The Llano Estacado displays many of the problems of resource depletion characteristic of the frontier regions treated in this volume. A major difference, however, is that this region is of limited economic importance to the state, so that its role in the pursuit of national policies and goals has been relatively minor. At the same time, the regional inhabitants have benefited from various subsidy systems that have propped up the regional economy and in significant measure have accelerated the trajectory to endangerment and (perhaps) eventual regional collapse.

During this century, a broad array of responses has arisen to the long-term depletion of groundwater and soil erosion. The Dust Bowl period in particular stimulated federal studies and interventions. More recently, states have established groundwater management institutions aimed at solving water-allocation conflicts and mitigating depletion rates. For their part, local inhabitants have adapted by shifting occupations or, in periods of great stress, migrating to other areas. Governmental interventions have thus far been largely mitigative in nature. Proposals for more basic changes in economy and nature-society relations, meanwhile, have been debated sporadically but have failed to gather the requisite political support. On the other hand, it is clear that the region and the political system of which it is part have a strong capability for economic substitution, technological change, and mitigative efforts.

[Data excerpts]
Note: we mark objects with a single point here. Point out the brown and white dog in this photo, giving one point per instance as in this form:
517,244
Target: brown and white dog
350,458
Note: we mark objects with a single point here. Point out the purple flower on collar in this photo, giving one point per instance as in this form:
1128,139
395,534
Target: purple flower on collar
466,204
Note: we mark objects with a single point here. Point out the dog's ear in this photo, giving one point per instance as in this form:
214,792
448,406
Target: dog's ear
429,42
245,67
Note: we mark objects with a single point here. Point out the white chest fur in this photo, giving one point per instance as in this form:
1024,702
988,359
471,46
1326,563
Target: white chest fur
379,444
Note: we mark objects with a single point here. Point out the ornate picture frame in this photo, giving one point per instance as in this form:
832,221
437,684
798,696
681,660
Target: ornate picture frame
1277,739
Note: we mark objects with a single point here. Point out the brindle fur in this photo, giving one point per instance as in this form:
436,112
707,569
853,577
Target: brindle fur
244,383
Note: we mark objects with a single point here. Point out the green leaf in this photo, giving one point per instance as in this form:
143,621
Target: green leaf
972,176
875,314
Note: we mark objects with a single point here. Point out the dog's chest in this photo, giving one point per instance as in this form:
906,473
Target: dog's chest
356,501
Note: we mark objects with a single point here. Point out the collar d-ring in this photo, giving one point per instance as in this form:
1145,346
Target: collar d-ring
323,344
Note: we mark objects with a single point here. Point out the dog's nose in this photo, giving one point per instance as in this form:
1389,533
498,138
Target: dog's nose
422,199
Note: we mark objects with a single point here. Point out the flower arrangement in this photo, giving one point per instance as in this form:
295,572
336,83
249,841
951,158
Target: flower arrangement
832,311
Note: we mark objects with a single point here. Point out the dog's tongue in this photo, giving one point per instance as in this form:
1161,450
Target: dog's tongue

[Task list]
1 > In the passage on the Llano Estacado, name every capability that the region and its political system are said to possess.
2 > Set down, word for word, the section of the passage on the Llano Estacado that begins at the words "The Llano Estacado" and stops after "eventual regional collapse.".
Rely solely on the passage about the Llano Estacado and on nothing in the listing.

[Solutions to the tasks]
1 > Economic substitution, technological change, and mitigative efforts.

2 >
The Llano Estacado displays many of the problems of resource depletion characteristic of the frontier regions treated in this volume. A major difference, however, is that this region is of limited economic importance to the state, so that its role in the pursuit of national policies and goals has been relatively minor. At the same time, the regional inhabitants have benefited from various subsidy systems that have propped up the regional economy and in significant measure have accelerated the trajectory to endangerment and (perhaps) eventual regional collapse.